Vastaamo CEO ‘takes responsibility’ as board fires him over ‘hidden’ previous data breach
The board of psychotherapy services provider Vastaamo has fired the CEO Ville Tapio with immediate effect after it emerged he had kept quiet about a second data security breach involving patient records. Last week the company revealed that a huge data breach in November 2018 had potentially put tens of thousands of confidential and sensitive mental health records into the hands of hackers – who have since started demanding ransom payments from Vastaamo’s patients. An investigation at the company uncovered another breach of data in March 2019 which Tapio was aware of, but did not inform the board or owners about. “As CEO, I take responsibility for what happened” Tapio writes on his Facebook page.

Tasks to perform
(a) Copy out the part of the Vastaamo data breach article that begins at the words "Vastaamo CEO ‘takes" and stops after "his Facebook page.".
(b) Write what comes next in the Vastaamo data breach article, picking up after its last sentence.

Excerpted data

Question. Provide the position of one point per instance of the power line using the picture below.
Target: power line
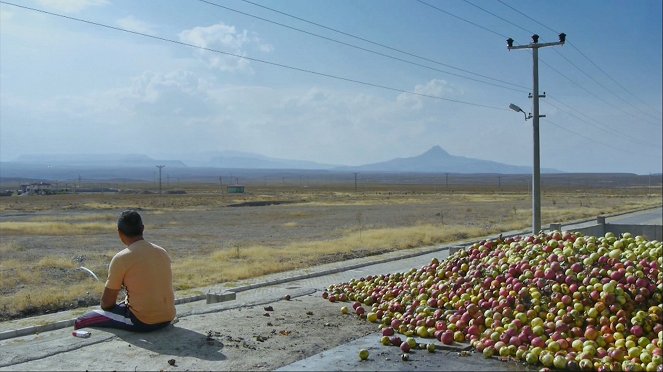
(462, 19)
(411, 54)
(299, 69)
(590, 139)
(595, 123)
(585, 89)
(495, 15)
(356, 46)
(587, 58)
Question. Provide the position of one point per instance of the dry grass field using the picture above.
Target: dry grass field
(214, 238)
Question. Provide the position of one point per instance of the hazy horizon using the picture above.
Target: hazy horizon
(129, 81)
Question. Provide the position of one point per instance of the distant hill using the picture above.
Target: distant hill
(437, 160)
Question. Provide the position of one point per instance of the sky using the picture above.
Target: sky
(336, 82)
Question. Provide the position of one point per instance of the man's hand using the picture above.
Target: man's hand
(109, 298)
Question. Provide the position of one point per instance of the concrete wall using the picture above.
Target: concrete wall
(652, 232)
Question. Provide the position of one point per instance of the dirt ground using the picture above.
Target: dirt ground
(200, 223)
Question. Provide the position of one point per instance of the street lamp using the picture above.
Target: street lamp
(536, 170)
(518, 109)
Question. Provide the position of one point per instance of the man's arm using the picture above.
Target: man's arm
(109, 298)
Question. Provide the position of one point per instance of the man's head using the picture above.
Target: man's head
(130, 224)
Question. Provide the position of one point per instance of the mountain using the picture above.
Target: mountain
(437, 160)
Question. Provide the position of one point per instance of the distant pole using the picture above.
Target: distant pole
(160, 167)
(536, 169)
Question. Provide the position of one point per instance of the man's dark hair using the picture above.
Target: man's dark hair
(130, 223)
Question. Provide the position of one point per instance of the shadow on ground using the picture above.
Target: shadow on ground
(176, 341)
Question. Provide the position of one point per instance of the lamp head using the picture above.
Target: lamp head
(562, 38)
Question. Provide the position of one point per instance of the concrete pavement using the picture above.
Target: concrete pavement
(35, 343)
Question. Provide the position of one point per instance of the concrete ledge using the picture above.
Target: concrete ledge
(36, 329)
(213, 298)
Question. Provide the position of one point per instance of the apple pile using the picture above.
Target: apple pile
(562, 300)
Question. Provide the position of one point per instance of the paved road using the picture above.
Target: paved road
(55, 349)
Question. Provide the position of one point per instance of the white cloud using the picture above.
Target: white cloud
(5, 15)
(71, 6)
(225, 38)
(134, 24)
(435, 88)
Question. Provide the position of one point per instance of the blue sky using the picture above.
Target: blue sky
(72, 87)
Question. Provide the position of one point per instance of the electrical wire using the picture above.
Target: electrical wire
(590, 61)
(590, 139)
(356, 46)
(266, 62)
(595, 123)
(463, 19)
(502, 18)
(411, 54)
(600, 126)
(591, 93)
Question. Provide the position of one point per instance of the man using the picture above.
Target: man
(144, 270)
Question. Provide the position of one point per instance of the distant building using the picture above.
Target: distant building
(235, 189)
(41, 188)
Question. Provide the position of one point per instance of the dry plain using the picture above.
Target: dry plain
(222, 238)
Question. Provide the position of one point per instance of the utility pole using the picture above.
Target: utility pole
(536, 168)
(160, 167)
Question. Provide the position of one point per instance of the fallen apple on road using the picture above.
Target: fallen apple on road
(559, 299)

Per-task answers
(a)
Vastaamo CEO ‘takes responsibility’ as board fires him over ‘hidden’ previous data breach
The board of psychotherapy services provider Vastaamo has fired the CEO Ville Tapio with immediate effect after it emerged he had kept quiet about a second data security breach involving patient records. Last week the company revealed that a huge data breach in November 2018 had potentially put tens of thousands of confidential and sensitive mental health records into the hands of hackers – who have since started demanding ransom payments from Vastaamo’s patients. An investigation at the company uncovered another breach of data in March 2019 which Tapio was aware of, but did not inform the board or owners about. “As CEO, I take responsibility for what happened” Tapio writes on his Facebook page.

(b)
SaiPa in talks on temporary job cuts
Top flight Lappeenranta ice hockey team SaiPa is starting co-operation negotiations on temporary job cuts at the club. The talks apply to all personnel at Liiga-SaiPa Oy including people with fixed-term employment contracts and full time staff: players, coaching staff, maintenance workers, office and restaurant workers. The club says there’s been a “significant loss of income” at the club because of the coronavirus pandemic. Any staff would be furloughed for between 30 and 90 days; any permanent redundancies would likely be limited to three members of staff.
Gloomy outlook for consumer confidence and business barometer
New figures from Statistics Finland show that consumer confidence in the economy has fallen from September to October. Estimates on how the economy is doing in the near future have weakened, but in contrast views on the current state of peoples’ personal finances is a bit brighter. Meanwhile a new barometer out this morning from the Confederation of Finnish Industries EK shows that Finnish companies predict continued difficulties in the autumn, with the gradual economic recovery coming to a halt. “The acceleration of the coronavirus in both Europe and Finland is already reflected in the weakening of the service sectors again” says EK’s chief economist Sami Pakarinen. “The economic outlook for the service sector has darkened rapidly, as has the business community as a whole. Compared to the spring, the situation is more difficult, because at the same time there are now problems in construction and industry as well” he adds.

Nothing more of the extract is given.